__KUTIPAN TEKS__:
Selain itu, pengawasan publik dan media memiliki peran penting dalam menjaga integritas kerja Tenaga Ahli melalui akses transparan terhadap data dan hasil kajian, serta perbandingan dengan sumber independen. Komitmen pimpinan menjadi faktor kunci keberhasilan, di mana pemimpin harus bijak menerima nasihat terbaik meskipun berpotensi menantang kekuasaan sendiri. Pemimpin yang profesional memandang Tenaga Ahli sebagai aset kualitas yang mendukung kebijakan tepat sasaran, bukan sebagai alat politik semata. Dengan langkah ini, governance yang baik dapat terwujud secara berkelanjutan.

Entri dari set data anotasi
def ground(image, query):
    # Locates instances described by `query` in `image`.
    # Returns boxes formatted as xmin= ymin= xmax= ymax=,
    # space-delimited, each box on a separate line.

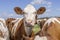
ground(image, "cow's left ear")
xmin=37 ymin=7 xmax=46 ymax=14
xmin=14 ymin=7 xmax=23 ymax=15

...

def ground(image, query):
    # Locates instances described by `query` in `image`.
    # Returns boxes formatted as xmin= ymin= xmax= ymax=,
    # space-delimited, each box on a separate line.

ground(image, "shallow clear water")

...

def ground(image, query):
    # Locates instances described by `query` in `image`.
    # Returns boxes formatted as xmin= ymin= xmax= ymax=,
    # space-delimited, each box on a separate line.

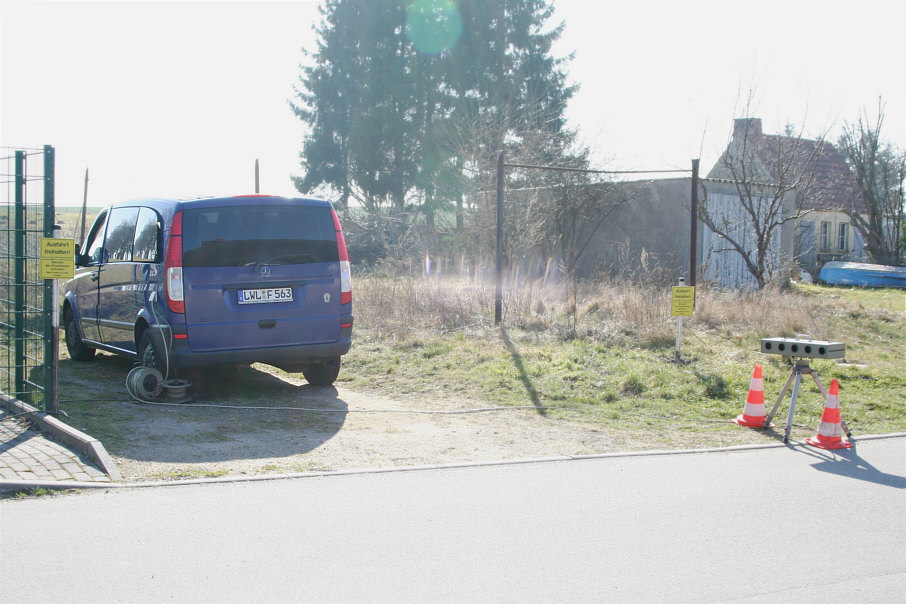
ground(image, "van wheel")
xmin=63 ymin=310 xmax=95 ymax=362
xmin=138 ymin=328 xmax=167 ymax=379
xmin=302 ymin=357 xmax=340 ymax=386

__TUGAS__:
(A) Dalam teks tentang Tenaga Ahli, tuliskan setiap kata berbeda yang diawali huruf kapital.
(B) Hitung jumlah baris dalam daftar yang memuat kata "xmax".
Teks dan daftar di atas merupakan bahan yang terpisah.

__JAWABAN__:
(A) Selain, Tenaga, Ahli, Komitmen, Pemimpin, Dengan

(B) 8